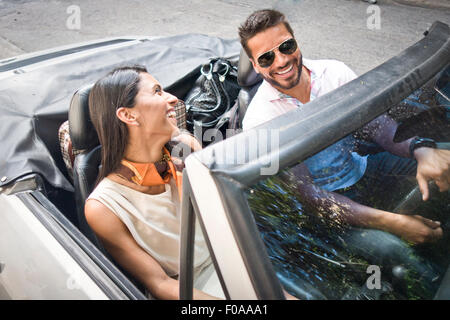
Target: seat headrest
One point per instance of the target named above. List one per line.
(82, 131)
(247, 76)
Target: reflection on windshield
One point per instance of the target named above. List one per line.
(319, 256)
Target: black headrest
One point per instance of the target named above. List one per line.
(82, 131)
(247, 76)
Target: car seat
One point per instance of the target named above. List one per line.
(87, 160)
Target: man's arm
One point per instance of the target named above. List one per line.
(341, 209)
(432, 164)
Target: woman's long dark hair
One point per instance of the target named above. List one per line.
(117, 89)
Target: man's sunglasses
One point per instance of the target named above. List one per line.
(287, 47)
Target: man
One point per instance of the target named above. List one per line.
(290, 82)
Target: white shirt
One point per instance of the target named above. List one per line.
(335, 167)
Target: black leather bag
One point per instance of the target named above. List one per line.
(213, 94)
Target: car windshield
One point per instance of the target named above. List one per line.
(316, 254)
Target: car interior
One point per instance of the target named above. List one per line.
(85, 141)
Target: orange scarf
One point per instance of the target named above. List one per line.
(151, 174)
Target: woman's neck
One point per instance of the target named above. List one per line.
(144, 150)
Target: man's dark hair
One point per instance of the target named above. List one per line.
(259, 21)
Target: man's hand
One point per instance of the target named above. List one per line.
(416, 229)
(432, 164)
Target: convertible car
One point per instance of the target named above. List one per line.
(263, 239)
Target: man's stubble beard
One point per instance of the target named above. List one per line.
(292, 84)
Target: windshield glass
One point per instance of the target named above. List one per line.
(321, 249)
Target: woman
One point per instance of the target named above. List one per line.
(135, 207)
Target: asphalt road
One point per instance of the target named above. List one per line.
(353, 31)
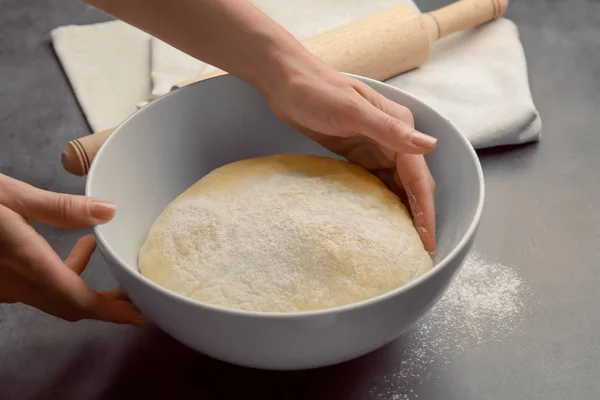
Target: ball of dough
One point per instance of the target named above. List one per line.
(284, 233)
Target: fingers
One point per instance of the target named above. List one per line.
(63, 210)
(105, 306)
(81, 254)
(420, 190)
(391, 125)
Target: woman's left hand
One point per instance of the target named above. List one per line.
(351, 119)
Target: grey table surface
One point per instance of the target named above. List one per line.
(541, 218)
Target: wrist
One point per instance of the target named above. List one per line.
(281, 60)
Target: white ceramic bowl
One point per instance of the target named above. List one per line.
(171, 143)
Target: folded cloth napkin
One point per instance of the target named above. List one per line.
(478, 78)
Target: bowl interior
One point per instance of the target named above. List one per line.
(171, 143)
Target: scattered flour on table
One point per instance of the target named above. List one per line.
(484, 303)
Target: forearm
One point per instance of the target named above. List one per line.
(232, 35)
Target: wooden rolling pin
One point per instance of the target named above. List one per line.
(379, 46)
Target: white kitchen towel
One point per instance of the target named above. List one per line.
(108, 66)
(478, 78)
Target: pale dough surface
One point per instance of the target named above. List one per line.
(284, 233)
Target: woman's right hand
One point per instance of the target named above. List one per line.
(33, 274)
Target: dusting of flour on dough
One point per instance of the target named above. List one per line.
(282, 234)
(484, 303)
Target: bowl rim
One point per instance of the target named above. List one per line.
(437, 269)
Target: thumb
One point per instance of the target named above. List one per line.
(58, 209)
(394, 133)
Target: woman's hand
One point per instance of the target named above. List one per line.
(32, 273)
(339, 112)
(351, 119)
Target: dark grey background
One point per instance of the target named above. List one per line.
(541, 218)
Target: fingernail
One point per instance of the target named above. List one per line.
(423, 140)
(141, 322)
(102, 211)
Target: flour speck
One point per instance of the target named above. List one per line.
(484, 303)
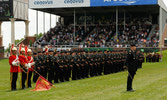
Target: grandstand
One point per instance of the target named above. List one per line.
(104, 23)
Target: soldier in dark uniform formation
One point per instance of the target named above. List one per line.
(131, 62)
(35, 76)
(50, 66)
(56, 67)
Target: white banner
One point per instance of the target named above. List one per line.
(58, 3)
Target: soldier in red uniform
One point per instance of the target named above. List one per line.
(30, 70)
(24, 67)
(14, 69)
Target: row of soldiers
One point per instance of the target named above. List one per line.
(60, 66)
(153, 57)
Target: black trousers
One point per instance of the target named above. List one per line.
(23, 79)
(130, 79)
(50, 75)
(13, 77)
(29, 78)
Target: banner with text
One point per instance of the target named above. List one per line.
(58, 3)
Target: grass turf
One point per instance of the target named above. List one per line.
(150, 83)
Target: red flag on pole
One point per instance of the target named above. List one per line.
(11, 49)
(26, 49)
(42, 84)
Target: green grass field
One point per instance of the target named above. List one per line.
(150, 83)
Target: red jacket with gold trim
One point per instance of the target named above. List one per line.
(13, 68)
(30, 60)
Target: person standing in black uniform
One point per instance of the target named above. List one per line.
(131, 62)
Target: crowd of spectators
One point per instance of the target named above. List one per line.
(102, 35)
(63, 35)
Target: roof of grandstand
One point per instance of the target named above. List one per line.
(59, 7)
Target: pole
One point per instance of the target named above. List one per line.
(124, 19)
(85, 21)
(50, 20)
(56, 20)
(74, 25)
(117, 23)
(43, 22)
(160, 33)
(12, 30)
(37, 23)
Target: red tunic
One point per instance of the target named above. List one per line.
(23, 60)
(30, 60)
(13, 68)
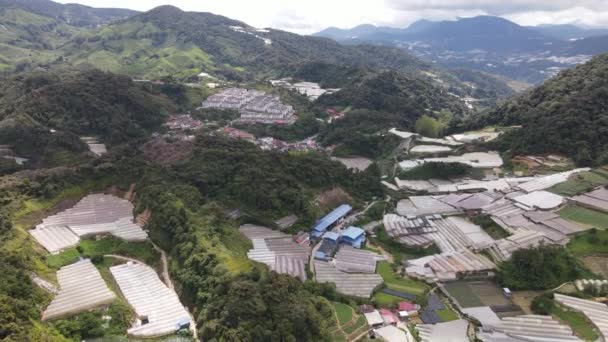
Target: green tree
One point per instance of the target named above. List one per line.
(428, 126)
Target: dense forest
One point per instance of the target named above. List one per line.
——
• Instructions to follow: This exercise calls for the complete listing, returned exactly and without images.

• Response to the exercise:
Target: seat headrest
One point per instance of the target named above. List one per line.
(82, 131)
(247, 76)
Target: reflection on windshield
One point per instance of the target named above. List one per line.
(319, 256)
Target: black headrest
One point per instance of the target named above. List one per line.
(82, 131)
(247, 76)
Target: car seat
One point per instance of the target named above. List one per line.
(87, 160)
Target: man's arm
One point per instance of the target named above. List one per line.
(341, 209)
(432, 164)
Target: woman's long dark hair
One point per instance of the target named above. List one per line.
(117, 89)
Target: man's sunglasses
One point per instance of the target named above. List one per line.
(287, 47)
Target: man
One point per instance of the target named above. List one per line.
(290, 82)
Target: white shirt
One point per instance of the target named above. List one per line.
(335, 167)
Target: black leather bag
One point per instance of the target named above. List one per line.
(213, 94)
Target: car windshield
One point per instance of the target named above. List one per line.
(316, 254)
Target: car interior
One point per instance of the target named above. List one per line.
(85, 141)
Target: orange scarf
One point per instance of the target named above. List one per line.
(151, 174)
Target: woman's neck
One point per instance of the target named above. List one per line.
(144, 150)
Target: man's dark hair
One point per instance of the target named above. List one per line.
(259, 21)
Target: man's hand
One point per instance of the target named above. List one per line.
(416, 229)
(432, 164)
Target: convertible car
One point per instance of the target named above. List one per line.
(263, 239)
Target: man's stubble beard
One point per instance of the target named above. List one per line.
(292, 84)
Target: windshield glass
One point per instance of the target named above. List one per line.
(321, 249)
Target: woman
One point per instance of the target named above. List one per line.
(135, 207)
Target: asphalt road
One point per instance of the target named above. List one per line.
(353, 31)
Target: ball of dough
One point per instance of the target named above. List one per line.
(284, 233)
Target: fingers
One point per instance of the target named above. List one per line.
(63, 210)
(105, 306)
(81, 254)
(420, 190)
(391, 125)
Target: woman's left hand
One point per instance of the target named above. List one per line.
(351, 119)
Target: grey table surface
One point per instance of the target named above. List one per line.
(541, 218)
Target: wrist
One point per instance of the target named above. List one per line.
(281, 60)
Target: white ceramic bowl
One point per instance of the target named above. List one per line.
(171, 143)
Target: folded cloth napkin
One point per instance of the target named above. List one per line.
(478, 78)
Target: bowl interior
One point per instance of the target named above. List one per line.
(171, 143)
Target: scattered flour on table
One point per instance of the target named above. List one per line.
(484, 303)
Target: forearm
One point per instance of the target named above. List one per line.
(232, 35)
Target: wooden rolling pin
One point per instance of the target named above. List one per line.
(379, 46)
Target: white kitchen towel
One point per instance of the target named above. List one per line.
(108, 66)
(478, 78)
Target: pale dough surface
One point per instance of the target named above. List one per line.
(284, 233)
Target: woman's right hand
One point per instance of the target named above. List one per line.
(33, 274)
Target: dusting of flour on dough
One point per instance of the target named above. List one per line.
(282, 234)
(484, 303)
Target: bowl rim
One point per instance of the target named above. List one per line.
(437, 269)
Target: thumb
One point per instance of the target named above. List one per line.
(58, 209)
(394, 133)
Target: woman's hand
One point per instance of the target named above. List one per line.
(32, 273)
(339, 112)
(351, 119)
Target: dark grey background
One point per instance of the target named above. List one per line.
(541, 218)
Target: fingernail
One point per instance of the target named above. List one per line.
(423, 140)
(141, 322)
(102, 211)
Target: flour speck
One point per instance of the target named above. List one per line.
(484, 303)
Target: grandstand
One point per instance of the target named above. List one per line.
(104, 23)
Target: soldier in dark uniform formation
One point per instance of the target named above. List one per line.
(131, 62)
(35, 76)
(50, 66)
(56, 67)
Target: white banner
One point per instance of the target named above. List one per line.
(58, 3)
Target: soldier in red uniform
One point per instance of the target named above. List one per line.
(30, 70)
(24, 67)
(14, 69)
Target: row of soldiers
One point per instance of the target named above. List one per line.
(60, 66)
(153, 57)
Target: black trousers
One point per instance of the target named above. List one per line.
(23, 79)
(130, 79)
(50, 75)
(13, 77)
(29, 78)
Target: banner with text
One point per instance of the target named above. List one per line.
(58, 3)
Target: grass turf
One point per instance of the target named above. List one per line.
(150, 83)
Target: red flag on pole
One point per instance of the target named above. List one per line.
(11, 49)
(26, 49)
(42, 84)
Target: green grass field
One point per instance of the target named above. List one per line.
(150, 83)
Target: red jacket with gold trim
One point per instance of the target named above. List one per line.
(13, 68)
(30, 60)
Target: person standing in black uniform
One point per instance of the target named above. List one per line.
(131, 62)
Target: crowd of spectators
One point per instance of the target named above. List one per line.
(102, 35)
(63, 35)
Target: roof of grandstand
One point per instance of the target named above. List one per line.
(59, 7)
Target: pole
One point per instance of the target named above. List one per line.
(124, 19)
(85, 21)
(50, 20)
(56, 20)
(74, 25)
(117, 23)
(43, 22)
(160, 33)
(12, 30)
(37, 23)
Target: red tunic
One point per instance of the target named above. List one per line.
(23, 60)
(30, 60)
(13, 68)
Target: green tree
One point per instance of the target named above. List one per line.
(428, 126)
Target: dense forest
One point per instance of the target named above. List one per line.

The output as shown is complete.